Data lines:
* Begin *

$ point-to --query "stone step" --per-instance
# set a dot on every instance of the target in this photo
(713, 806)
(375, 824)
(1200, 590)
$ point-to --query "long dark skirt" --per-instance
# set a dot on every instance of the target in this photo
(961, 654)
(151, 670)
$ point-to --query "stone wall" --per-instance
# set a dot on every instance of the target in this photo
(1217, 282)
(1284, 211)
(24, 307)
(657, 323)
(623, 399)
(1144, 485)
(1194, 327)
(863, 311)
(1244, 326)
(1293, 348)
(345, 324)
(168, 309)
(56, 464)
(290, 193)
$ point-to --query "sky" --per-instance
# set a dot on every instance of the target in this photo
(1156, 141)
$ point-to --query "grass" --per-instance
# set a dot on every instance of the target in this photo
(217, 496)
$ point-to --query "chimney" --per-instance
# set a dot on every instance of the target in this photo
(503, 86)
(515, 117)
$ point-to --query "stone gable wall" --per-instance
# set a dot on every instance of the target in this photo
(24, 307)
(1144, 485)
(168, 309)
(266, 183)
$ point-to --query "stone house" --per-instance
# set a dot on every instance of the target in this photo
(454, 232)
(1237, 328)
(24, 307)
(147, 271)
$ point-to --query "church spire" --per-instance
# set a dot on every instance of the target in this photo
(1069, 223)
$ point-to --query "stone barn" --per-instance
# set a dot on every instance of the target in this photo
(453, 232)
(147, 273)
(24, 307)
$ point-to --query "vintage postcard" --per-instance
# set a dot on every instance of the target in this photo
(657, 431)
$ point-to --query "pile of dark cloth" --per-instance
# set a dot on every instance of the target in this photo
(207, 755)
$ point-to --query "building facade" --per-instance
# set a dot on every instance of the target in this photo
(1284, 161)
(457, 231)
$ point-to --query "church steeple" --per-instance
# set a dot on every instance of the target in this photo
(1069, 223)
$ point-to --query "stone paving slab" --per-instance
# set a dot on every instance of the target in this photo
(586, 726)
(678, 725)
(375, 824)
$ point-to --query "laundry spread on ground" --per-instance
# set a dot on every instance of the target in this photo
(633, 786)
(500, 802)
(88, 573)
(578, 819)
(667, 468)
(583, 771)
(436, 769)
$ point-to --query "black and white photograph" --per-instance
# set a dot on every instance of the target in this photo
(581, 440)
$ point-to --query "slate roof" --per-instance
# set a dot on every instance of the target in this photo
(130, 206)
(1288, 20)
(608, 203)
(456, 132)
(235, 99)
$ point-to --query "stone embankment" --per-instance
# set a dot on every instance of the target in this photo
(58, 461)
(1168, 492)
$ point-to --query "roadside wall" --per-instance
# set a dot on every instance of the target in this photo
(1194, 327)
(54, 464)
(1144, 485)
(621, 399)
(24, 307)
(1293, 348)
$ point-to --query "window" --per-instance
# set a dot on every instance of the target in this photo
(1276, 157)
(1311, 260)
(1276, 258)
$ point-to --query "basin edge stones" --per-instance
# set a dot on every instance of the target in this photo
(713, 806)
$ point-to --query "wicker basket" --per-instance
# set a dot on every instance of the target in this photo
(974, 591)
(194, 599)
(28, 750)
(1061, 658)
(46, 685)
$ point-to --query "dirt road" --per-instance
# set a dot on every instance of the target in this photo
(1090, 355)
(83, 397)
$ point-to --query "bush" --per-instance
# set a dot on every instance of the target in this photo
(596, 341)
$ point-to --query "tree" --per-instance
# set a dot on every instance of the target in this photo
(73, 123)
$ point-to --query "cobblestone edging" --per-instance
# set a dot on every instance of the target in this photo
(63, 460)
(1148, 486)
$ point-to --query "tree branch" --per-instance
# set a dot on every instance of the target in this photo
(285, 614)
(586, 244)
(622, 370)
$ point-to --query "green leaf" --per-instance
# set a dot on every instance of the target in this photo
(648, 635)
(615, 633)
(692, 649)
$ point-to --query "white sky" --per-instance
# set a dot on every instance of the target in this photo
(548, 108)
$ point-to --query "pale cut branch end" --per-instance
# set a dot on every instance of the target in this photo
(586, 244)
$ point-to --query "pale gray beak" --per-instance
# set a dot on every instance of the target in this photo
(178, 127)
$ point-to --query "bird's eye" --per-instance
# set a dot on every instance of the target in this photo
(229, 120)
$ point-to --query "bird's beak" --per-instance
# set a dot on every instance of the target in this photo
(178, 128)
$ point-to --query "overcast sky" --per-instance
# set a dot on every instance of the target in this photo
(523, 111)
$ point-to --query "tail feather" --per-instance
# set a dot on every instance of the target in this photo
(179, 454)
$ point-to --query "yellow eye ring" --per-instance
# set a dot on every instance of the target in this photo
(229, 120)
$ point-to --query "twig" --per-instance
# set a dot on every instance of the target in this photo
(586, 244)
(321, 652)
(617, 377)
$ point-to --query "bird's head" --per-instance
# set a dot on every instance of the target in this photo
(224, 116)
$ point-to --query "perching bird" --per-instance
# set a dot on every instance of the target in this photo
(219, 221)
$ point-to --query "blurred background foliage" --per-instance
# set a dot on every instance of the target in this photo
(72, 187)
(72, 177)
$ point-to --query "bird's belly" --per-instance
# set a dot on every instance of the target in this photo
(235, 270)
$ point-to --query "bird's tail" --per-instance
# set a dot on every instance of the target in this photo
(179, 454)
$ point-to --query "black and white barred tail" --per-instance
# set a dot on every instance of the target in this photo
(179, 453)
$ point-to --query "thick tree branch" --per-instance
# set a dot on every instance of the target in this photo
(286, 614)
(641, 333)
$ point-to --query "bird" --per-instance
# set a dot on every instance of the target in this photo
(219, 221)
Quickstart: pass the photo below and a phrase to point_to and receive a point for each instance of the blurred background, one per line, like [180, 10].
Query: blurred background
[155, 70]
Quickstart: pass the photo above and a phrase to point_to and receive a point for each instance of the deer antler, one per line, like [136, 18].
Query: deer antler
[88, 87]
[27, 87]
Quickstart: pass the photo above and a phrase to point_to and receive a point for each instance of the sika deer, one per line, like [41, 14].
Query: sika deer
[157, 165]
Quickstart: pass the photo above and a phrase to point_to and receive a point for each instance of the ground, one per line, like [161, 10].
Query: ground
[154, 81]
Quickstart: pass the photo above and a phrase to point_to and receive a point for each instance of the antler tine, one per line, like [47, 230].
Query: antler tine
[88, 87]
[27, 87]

* End *

Rewrite every line of the data from the line containing "like [47, 230]." through the end, shifting each answer coordinate by adding 123 to both of its numbers. Leave everything else on those lines unchanged.

Quickstart: pass the photo above and a phrase to point_to and receive a point for each instance of the antler tine, one per line, like [47, 230].
Query: antler tine
[211, 210]
[150, 210]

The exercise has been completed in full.